### Stored items
○ ○ ○ ○
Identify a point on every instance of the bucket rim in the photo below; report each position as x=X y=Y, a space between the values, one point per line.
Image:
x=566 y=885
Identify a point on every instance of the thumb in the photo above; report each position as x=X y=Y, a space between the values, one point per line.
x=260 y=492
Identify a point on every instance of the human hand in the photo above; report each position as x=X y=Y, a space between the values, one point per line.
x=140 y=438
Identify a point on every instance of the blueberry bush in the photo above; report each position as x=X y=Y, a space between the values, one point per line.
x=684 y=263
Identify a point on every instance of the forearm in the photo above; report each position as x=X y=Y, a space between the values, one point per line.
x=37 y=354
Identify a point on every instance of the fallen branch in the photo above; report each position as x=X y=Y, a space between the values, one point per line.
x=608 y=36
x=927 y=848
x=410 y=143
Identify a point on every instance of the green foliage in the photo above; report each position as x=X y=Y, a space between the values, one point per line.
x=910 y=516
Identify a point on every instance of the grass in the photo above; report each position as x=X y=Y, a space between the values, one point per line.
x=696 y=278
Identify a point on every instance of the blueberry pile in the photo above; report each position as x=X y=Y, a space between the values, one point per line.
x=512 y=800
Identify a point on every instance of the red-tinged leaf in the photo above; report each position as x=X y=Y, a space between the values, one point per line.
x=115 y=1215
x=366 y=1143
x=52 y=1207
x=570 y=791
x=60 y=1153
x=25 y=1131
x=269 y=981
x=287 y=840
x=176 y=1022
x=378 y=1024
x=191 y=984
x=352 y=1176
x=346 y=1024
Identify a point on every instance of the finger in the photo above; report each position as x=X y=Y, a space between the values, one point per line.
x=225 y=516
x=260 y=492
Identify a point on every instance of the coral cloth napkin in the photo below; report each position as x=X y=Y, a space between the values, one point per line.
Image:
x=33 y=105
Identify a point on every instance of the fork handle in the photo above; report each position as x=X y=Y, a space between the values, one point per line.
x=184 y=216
○ ○ ○ ○
### PROBLEM REQUIREMENTS
All lines above that contain "below" are required in the answer.

### EXERCISE OUTPUT
Identify a point on every instance of the bucket rim in the photo below; report each position as x=X y=Y, a space between the values, one point per line.
Identify a point on every instance of the coral cloth napkin in the photo below; report each position as x=X y=Y, a space between the values, one point per line.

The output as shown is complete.